#### Prompt
Every record must be retyped exactly as it reads.

#### Data excerpts
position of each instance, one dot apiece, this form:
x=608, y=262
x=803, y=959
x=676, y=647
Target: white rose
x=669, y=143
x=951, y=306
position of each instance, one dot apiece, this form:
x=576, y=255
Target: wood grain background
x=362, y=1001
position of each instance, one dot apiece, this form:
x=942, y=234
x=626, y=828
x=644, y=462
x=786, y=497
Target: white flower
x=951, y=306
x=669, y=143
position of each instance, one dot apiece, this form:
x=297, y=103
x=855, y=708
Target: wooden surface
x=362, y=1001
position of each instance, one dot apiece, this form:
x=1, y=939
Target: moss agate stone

#### Answer space
position of each instance, one dot apiece, this form:
x=608, y=262
x=803, y=959
x=676, y=647
Target: white rose
x=669, y=143
x=951, y=306
position of each instance, one dot apiece, this form:
x=576, y=255
Target: wood grain background
x=362, y=1001
position of each instance, one dot apiece, this form:
x=942, y=234
x=626, y=828
x=644, y=462
x=786, y=497
Target: white flower
x=951, y=306
x=669, y=143
position of each instance, one dot apiece, this form:
x=297, y=103
x=855, y=708
Target: wooden surface
x=362, y=1001
position of each instance, one dot apiece, this form:
x=1, y=939
Target: moss agate stone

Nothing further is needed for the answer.